#### WORKING DATA

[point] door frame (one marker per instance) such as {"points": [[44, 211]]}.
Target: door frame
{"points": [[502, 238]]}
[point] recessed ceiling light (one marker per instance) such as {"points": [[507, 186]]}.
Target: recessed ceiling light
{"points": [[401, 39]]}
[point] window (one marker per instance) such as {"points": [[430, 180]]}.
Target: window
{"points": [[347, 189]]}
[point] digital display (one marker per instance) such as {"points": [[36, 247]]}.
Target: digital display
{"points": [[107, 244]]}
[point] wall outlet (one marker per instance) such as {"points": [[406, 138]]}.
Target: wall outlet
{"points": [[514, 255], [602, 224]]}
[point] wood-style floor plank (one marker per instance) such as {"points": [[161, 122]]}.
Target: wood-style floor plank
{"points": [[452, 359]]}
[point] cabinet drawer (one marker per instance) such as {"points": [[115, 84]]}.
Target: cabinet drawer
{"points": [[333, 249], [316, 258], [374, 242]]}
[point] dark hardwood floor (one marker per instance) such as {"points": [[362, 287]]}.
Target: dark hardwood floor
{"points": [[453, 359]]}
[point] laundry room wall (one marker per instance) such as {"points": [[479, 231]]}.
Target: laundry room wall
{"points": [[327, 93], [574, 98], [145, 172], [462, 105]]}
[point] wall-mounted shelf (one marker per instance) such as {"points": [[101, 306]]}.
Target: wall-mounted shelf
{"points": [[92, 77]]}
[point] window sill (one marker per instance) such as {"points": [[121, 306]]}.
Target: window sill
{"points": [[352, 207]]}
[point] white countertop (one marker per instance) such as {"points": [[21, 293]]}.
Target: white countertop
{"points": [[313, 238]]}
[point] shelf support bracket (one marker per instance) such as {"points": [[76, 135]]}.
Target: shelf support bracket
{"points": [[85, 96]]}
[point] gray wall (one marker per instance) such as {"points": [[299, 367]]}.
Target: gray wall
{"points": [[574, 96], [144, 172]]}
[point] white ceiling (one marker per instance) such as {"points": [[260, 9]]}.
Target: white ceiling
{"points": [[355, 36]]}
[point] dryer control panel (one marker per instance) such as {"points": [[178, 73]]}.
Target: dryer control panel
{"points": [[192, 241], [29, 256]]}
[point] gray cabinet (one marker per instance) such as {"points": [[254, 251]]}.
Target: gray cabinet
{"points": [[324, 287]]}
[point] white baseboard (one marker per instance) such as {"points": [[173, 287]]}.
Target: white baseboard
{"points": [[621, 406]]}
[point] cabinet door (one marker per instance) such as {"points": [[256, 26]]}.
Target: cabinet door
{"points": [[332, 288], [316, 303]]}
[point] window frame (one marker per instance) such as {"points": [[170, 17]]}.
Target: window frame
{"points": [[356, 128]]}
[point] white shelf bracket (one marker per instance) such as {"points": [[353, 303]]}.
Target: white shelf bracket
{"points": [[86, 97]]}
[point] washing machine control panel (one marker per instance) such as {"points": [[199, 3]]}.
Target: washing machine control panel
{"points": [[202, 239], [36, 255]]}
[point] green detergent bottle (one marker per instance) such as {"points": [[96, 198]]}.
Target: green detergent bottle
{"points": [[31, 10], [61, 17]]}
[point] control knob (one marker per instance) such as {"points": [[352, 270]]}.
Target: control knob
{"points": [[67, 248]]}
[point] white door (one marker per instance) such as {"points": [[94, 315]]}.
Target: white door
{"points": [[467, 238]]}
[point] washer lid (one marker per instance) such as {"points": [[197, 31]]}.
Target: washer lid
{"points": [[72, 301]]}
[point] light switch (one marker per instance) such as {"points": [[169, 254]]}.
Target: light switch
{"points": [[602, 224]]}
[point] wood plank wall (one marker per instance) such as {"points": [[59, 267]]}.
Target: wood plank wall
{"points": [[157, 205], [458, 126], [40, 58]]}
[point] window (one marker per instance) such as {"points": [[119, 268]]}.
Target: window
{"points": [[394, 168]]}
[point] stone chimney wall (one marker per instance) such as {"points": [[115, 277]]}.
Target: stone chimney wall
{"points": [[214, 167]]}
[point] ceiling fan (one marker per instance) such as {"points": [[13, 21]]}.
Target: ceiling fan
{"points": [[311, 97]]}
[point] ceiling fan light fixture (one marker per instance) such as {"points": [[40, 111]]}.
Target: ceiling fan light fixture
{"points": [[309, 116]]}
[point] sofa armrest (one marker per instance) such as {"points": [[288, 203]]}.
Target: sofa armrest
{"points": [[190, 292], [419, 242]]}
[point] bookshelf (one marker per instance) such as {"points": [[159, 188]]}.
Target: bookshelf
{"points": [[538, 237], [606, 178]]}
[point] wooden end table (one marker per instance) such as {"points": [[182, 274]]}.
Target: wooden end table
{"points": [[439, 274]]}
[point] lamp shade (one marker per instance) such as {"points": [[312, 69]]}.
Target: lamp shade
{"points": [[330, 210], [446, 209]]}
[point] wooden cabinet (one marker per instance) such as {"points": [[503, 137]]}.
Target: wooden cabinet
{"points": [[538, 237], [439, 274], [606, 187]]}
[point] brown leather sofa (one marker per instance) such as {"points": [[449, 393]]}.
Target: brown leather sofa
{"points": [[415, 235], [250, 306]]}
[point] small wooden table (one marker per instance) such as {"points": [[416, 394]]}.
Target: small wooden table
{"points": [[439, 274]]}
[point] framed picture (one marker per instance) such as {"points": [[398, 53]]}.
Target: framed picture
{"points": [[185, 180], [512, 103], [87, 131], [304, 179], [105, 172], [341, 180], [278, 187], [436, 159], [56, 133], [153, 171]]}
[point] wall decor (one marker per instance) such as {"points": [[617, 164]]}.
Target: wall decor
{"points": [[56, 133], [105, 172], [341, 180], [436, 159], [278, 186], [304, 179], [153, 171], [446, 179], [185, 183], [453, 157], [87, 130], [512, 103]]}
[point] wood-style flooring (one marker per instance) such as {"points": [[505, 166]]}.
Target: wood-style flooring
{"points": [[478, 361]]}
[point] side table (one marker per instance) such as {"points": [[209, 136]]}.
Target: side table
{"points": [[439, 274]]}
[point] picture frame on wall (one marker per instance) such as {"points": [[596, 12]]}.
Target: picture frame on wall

########

● WORK TO BE COMPLETED: Every record above should be output exactly.

● THE ANSWER:
[point] door frame (one marker per instance) such as {"points": [[44, 211]]}.
Target: door frame
{"points": [[502, 238]]}
[point] recessed ceiling light (one marker per instance) such as {"points": [[507, 186]]}.
Target: recessed ceiling light
{"points": [[401, 39]]}
[point] window (one marker per instance) such as {"points": [[430, 180]]}.
Target: window
{"points": [[347, 189]]}
[point] digital display (one marker per instance) such as {"points": [[36, 247]]}.
Target: digital display
{"points": [[107, 244]]}
[point] wall outlet (one marker per instance) such as {"points": [[406, 138]]}.
Target: wall outlet
{"points": [[514, 255], [602, 224]]}
[point] wood-style floor plank (one marker per instance) such as {"points": [[161, 122]]}.
Target: wood-style floor plank
{"points": [[452, 359]]}
[point] cabinet drawer (one marker per instance) such as {"points": [[115, 84]]}.
Target: cabinet drawer
{"points": [[333, 249], [316, 258], [374, 242]]}
[point] dark hardwood floor (one marker per instance) such as {"points": [[362, 287]]}.
Target: dark hardwood floor
{"points": [[453, 359]]}
[point] laundry room wall (one marker per instance) such as {"points": [[479, 231]]}.
Target: laundry room wall
{"points": [[327, 93], [574, 98], [145, 172], [462, 105]]}
[point] wall-mounted shelf (one marker per instance) such as {"points": [[101, 306]]}.
Target: wall-mounted shelf
{"points": [[92, 77]]}
[point] window sill (one marker per instance) such as {"points": [[121, 306]]}.
Target: window sill
{"points": [[352, 207]]}
[point] white countertop (one marker per instance) such as {"points": [[21, 293]]}.
Target: white countertop
{"points": [[313, 238]]}
[point] shelf support bracket (one marker per instance) such as {"points": [[76, 135]]}.
Target: shelf support bracket
{"points": [[85, 96]]}
[point] gray wall (one marker per instance) such as {"points": [[299, 367]]}.
Target: gray wall
{"points": [[574, 96], [144, 172]]}
[point] white ceiling (one marker per instance) such as {"points": [[260, 9]]}.
Target: white ceiling
{"points": [[355, 36]]}
[point] dryer control panel (one marker per instance) such as {"points": [[178, 73]]}.
Target: dryer control panel
{"points": [[192, 241], [29, 256]]}
[point] gray cabinet (one marker per instance) such as {"points": [[254, 251]]}.
Target: gray cabinet
{"points": [[324, 287]]}
[point] white baseboard (one marker per instance) such as {"points": [[173, 287]]}.
Target: white baseboard
{"points": [[621, 406]]}
[point] cabinet door (one marker per instance) such as {"points": [[256, 26]]}.
Target: cabinet door
{"points": [[332, 288], [316, 303]]}
[point] window frame (one marker per instance) such as {"points": [[170, 17]]}.
Target: window frame
{"points": [[356, 128]]}
[point] white shelf bracket (one marker per instance) such as {"points": [[353, 303]]}.
Target: white shelf bracket
{"points": [[86, 97]]}
[point] washing machine control panel (one marker per instance) such as {"points": [[199, 3]]}.
Target: washing machine control panel
{"points": [[202, 239], [36, 255]]}
[point] green detergent bottle (one marker per instance) such as {"points": [[96, 198]]}.
Target: green detergent bottle
{"points": [[31, 10], [61, 17]]}
[point] control knob (one marker per instance) such as {"points": [[352, 270]]}.
Target: control knob
{"points": [[67, 248]]}
[point] white door (one marker per instance) such as {"points": [[94, 315]]}.
Target: white door
{"points": [[467, 238]]}
[point] washer lid (one marker per instance) such as {"points": [[197, 31]]}.
Target: washer lid
{"points": [[72, 301]]}
[point] light switch (one marker per instance) such as {"points": [[169, 254]]}.
Target: light switch
{"points": [[602, 224]]}
[point] wood plank wall (one marker per instance) such as {"points": [[59, 267]]}.
Target: wood plank wall
{"points": [[157, 205], [458, 126], [40, 58]]}
[point] window (one marker per instance) such as {"points": [[119, 268]]}.
Target: window
{"points": [[394, 168]]}
[point] stone chimney wall (one marker per instance) such as {"points": [[115, 277]]}.
Target: stone chimney wall
{"points": [[214, 167]]}
[point] ceiling fan (one marker per instance) such as {"points": [[13, 21]]}.
Target: ceiling fan
{"points": [[311, 97]]}
[point] ceiling fan light fixture (one marker per instance) such as {"points": [[40, 111]]}.
Target: ceiling fan light fixture
{"points": [[309, 116]]}
[point] sofa armrest (one marker per instance) such as {"points": [[288, 203]]}.
Target: sofa armrest
{"points": [[190, 292], [419, 242]]}
[point] bookshelf (one marker per instance) such as {"points": [[159, 188]]}.
Target: bookshelf
{"points": [[538, 237], [606, 178]]}
[point] wooden end table (one marker per instance) such as {"points": [[182, 274]]}.
Target: wooden end table
{"points": [[439, 274]]}
[point] lamp shade (one marker per instance) such as {"points": [[312, 69]]}.
Target: lamp shade
{"points": [[330, 210], [446, 209]]}
[point] wooden cabinet (one marker per instance) such as {"points": [[503, 137]]}.
Target: wooden cabinet
{"points": [[538, 237], [439, 274], [606, 187]]}
[point] brown leather sofa (one marker per instance) such as {"points": [[449, 393]]}.
Target: brown leather sofa
{"points": [[415, 235], [250, 306]]}
[point] small wooden table (one marker per instance) such as {"points": [[416, 394]]}.
Target: small wooden table
{"points": [[439, 274]]}
[point] framed picture (one marker per instance) such as {"points": [[398, 53]]}.
Target: framed picture
{"points": [[185, 180], [512, 103], [87, 131], [304, 179], [105, 172], [341, 180], [278, 187], [436, 159], [56, 133], [153, 171]]}
[point] wall decor (one marker per instance) such as {"points": [[617, 164]]}.
Target: wall decor
{"points": [[56, 133], [105, 172], [341, 180], [436, 159], [278, 186], [304, 179], [153, 171], [446, 179], [185, 183], [453, 157], [87, 130], [512, 103]]}
[point] wood-style flooring (one marker per instance) such as {"points": [[505, 166]]}.
Target: wood-style flooring
{"points": [[478, 361]]}
[point] side table (one marker per instance) such as {"points": [[209, 136]]}.
Target: side table
{"points": [[439, 274]]}
[point] picture frame on wall (one marker per instance) such as {"points": [[596, 12]]}.
Target: picture frame on wall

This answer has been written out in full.